(SUPPLIED DATA):
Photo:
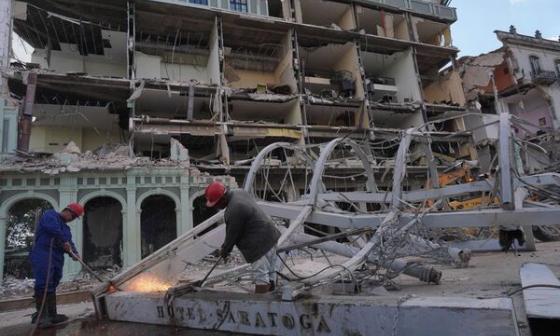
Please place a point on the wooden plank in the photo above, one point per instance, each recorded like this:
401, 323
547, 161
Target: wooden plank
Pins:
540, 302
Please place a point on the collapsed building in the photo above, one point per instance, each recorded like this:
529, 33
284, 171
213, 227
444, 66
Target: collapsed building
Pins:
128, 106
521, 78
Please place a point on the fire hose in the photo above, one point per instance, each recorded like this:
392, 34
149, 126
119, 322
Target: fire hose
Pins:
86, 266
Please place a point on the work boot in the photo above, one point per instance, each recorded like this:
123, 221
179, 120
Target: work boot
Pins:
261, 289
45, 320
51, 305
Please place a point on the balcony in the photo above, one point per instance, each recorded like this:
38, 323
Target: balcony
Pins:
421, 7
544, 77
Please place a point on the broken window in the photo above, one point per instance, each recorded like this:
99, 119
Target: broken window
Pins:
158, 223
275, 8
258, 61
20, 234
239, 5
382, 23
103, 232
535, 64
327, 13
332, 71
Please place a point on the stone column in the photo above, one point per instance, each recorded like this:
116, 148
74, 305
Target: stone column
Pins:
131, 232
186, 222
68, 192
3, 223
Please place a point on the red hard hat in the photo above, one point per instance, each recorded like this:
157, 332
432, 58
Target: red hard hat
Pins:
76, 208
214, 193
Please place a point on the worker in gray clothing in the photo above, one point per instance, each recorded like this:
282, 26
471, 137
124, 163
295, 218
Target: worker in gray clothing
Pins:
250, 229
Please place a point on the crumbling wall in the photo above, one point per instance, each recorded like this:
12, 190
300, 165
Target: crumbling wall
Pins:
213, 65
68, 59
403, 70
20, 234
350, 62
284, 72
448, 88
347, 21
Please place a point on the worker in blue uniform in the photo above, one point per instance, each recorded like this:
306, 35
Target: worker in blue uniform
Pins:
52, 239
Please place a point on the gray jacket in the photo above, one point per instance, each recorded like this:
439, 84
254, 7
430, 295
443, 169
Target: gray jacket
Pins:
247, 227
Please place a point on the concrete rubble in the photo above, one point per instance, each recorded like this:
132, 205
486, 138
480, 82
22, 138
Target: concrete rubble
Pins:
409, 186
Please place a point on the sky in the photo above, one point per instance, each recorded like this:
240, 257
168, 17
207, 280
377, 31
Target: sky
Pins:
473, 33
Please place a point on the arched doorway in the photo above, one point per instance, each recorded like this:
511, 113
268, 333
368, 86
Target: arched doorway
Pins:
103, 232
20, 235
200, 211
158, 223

(WHAT THE TASK ASKS):
Note how many lines in the data above contain "broken", then state that number alone.

(FINAL ANSWER):
2